Record set start
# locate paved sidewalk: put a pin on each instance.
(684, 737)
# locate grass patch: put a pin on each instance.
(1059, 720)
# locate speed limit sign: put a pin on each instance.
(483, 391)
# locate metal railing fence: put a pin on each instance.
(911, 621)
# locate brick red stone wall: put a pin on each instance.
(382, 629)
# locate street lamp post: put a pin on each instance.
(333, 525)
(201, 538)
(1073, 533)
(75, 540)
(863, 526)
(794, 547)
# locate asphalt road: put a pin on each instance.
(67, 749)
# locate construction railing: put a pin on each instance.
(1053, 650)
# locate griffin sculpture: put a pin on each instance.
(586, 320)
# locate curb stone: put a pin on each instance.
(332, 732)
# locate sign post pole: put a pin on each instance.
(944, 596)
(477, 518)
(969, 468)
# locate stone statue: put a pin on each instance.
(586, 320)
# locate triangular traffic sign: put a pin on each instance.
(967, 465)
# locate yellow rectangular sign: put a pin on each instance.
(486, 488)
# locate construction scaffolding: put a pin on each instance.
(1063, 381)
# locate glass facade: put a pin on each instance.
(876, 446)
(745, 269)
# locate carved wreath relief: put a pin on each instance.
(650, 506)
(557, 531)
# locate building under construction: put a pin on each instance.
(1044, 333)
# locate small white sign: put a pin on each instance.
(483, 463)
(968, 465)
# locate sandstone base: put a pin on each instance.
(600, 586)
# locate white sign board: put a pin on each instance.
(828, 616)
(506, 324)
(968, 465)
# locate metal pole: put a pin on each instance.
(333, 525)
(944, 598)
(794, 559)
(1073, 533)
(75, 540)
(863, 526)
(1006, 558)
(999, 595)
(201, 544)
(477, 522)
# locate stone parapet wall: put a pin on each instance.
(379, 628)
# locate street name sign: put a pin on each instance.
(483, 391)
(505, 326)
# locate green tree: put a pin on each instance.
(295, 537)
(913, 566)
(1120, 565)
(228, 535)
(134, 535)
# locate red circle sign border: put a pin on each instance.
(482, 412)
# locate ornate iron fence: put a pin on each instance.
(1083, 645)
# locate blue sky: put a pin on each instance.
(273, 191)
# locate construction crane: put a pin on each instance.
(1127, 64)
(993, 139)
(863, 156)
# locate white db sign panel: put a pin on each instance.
Record set end
Give again only the lines of the material above that run from the one with "# locate griffin" through the end, both included, exactly as they appear.

→ **Output of the task**:
# locate griffin sculpture: put a pin on each instance.
(586, 320)
# locate curb stone: put a pin on each instance.
(332, 732)
# locate sign post pole: put a pin on each instance.
(944, 596)
(477, 518)
(969, 468)
# locate stone statue: put a pin on each instance.
(586, 320)
# locate triangular traffic sign: put a pin on each instance.
(967, 465)
# locate yellow rectangular sign: put a pin on each instance.
(486, 488)
# locate construction scaffolding: put a pin on each instance.
(1063, 381)
# locate glass facade: put a pin on each instance.
(876, 446)
(745, 269)
# locate carved wreath relief: put a pin on each instance.
(650, 506)
(557, 531)
# locate building under construction: put a pin on each instance.
(1044, 333)
# locate small white sign: put a pin on each instance.
(483, 463)
(968, 465)
# locate sandstone base: put a pin on each instance.
(600, 586)
# locate white sign board: put a pin on each instance.
(828, 616)
(506, 324)
(968, 465)
# locate metal pole: put a pin on each instance.
(333, 525)
(944, 598)
(794, 559)
(1073, 533)
(75, 540)
(863, 526)
(1006, 558)
(999, 595)
(201, 544)
(477, 522)
# locate stone parapet wall: put a pin on each instance.
(379, 628)
# locate street name sign: put a pin on each instance.
(483, 391)
(505, 326)
# locate green tree: put a pin on each instance.
(295, 537)
(913, 566)
(1120, 565)
(228, 535)
(134, 535)
# locate red circle sign border: put a pin on each instance.
(482, 412)
# locate ornate iron fence: put a pin on each instance.
(1083, 645)
# locate blue sky: put a pin on each instance.
(273, 191)
# locate construction crane: put a pin on each instance.
(1127, 64)
(993, 139)
(863, 156)
# locate white db sign panel: put a pin on each instance.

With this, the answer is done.